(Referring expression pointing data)
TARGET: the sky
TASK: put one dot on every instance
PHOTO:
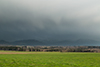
(49, 19)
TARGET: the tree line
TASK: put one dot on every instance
(52, 48)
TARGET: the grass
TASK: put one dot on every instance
(50, 59)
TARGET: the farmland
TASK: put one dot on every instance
(49, 59)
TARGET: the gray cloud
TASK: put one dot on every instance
(54, 19)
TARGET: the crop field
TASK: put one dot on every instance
(48, 59)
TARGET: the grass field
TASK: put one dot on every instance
(48, 59)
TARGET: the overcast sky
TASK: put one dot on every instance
(49, 19)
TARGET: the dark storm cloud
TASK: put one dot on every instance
(59, 19)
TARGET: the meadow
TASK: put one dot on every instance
(48, 59)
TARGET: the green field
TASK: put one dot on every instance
(49, 59)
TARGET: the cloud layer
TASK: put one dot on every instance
(49, 19)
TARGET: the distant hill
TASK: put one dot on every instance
(27, 42)
(4, 42)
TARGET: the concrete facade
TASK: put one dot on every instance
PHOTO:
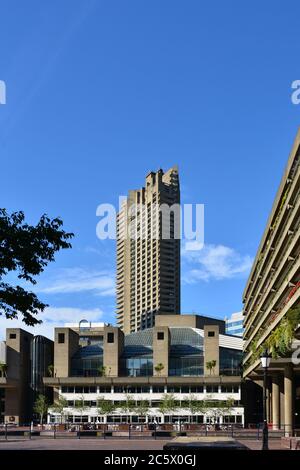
(148, 263)
(272, 291)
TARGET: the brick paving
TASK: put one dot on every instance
(109, 444)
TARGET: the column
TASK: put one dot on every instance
(275, 402)
(288, 399)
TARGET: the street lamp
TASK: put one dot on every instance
(265, 359)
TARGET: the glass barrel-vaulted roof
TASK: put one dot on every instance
(184, 341)
(90, 351)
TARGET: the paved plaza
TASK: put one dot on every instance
(108, 444)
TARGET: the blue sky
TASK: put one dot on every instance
(101, 92)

** What you need to do **
Look over the entries above. Copy every line that contains the word "cloud".

** Written response **
TARGET: the gray cloud
TARGET: the dark storm cloud
TARGET: the cloud layer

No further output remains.